** BEGIN **
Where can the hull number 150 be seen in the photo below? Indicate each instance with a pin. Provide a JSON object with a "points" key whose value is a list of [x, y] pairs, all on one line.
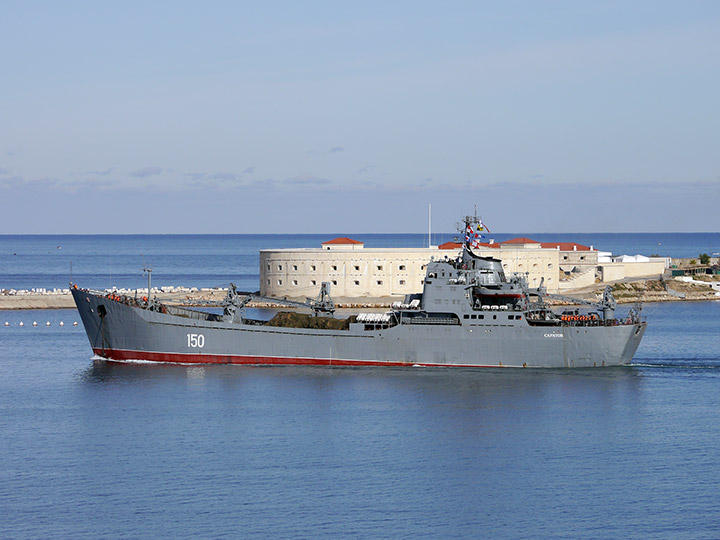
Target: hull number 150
{"points": [[196, 341]]}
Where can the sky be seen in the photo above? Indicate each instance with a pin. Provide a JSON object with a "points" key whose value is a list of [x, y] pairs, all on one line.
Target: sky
{"points": [[310, 117]]}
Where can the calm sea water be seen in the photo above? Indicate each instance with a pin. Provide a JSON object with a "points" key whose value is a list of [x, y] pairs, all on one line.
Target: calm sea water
{"points": [[100, 450], [104, 450], [103, 261]]}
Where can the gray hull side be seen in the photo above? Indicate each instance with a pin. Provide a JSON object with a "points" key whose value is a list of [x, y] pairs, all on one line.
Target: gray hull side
{"points": [[132, 333]]}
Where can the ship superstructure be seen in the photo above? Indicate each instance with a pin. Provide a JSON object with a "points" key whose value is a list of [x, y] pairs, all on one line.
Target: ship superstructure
{"points": [[468, 314]]}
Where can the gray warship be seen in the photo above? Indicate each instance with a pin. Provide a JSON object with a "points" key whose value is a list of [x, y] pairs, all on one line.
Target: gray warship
{"points": [[468, 314]]}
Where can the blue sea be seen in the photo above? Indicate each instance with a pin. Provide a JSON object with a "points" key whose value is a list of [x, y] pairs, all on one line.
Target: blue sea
{"points": [[104, 261], [92, 449]]}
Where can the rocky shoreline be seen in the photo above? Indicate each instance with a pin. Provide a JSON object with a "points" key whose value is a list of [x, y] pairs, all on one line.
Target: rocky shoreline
{"points": [[644, 290]]}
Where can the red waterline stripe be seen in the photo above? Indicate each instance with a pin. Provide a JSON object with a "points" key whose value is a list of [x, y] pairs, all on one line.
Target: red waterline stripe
** END **
Set exercise:
Recast every line of the records above as a JSON list of strings, one string per line, skipping blank lines and leaving out the picture.

Task result:
[
  "Where can the hull number 150 be seen in the photo below? Indicate each instance with a pin. Provide a JSON object with a \"points\" key whose value is a list of [x, y] pairs, all on one line.",
  "Target: hull number 150",
  "{\"points\": [[196, 341]]}",
  "Where can the sky be seen in the photo above? Indicate each instance with a pin. Provide a JSON object with a \"points\" key whose value is a list of [x, y] pairs, all on one line.",
  "Target: sky",
  "{\"points\": [[310, 117]]}",
  "Where can the calm sea water be seen in the photo above? Indicate each instance with a pin. Provide a JSON object with a \"points\" key whose value is a list of [x, y] pairs, all on one line.",
  "Target: calm sea water",
  "{\"points\": [[100, 450], [104, 450], [103, 261]]}",
  "Where can the gray hull side be seen in the photo above? Indicate each instance with a pin. Provide a JSON object with a \"points\" key whose value is a list of [x, y] pairs, all on one line.",
  "Target: gray hull side",
  "{\"points\": [[132, 333]]}",
  "Where can the ship superstructure be seen in the photo above? Indicate each instance with a pin. Provide a JSON object with a \"points\" key whose value is a list of [x, y] pairs, all on one line.",
  "Target: ship superstructure",
  "{\"points\": [[468, 314]]}",
  "Where can the gray warship be seen in the photo above? Indicate each instance with a pin. Provide a JSON object with a \"points\" key whose value is a list of [x, y] pairs, all on one line.",
  "Target: gray warship",
  "{\"points\": [[468, 314]]}",
  "Where can the blue sea be seen in the photo above? Indicate each instance with a pin. Provide a JSON object with a \"points\" key whose value is a list of [x, y] pairs, all on one line.",
  "Target: blue sea",
  "{\"points\": [[104, 261], [92, 449]]}",
  "Where can the rocky shoreline be seen in the photo above? Indicate each instance with a pin. Provide a JSON object with a \"points\" key whose value is a list of [x, y] pairs, all on one line.",
  "Target: rocky shoreline",
  "{\"points\": [[644, 290]]}",
  "Where can the red waterline stripe be seen in the photo above? Indicate each instance with a pin. Provide a JSON object with a \"points\" key whose value is a list of [x, y] pairs, all on one line.",
  "Target: red waterline stripe"
]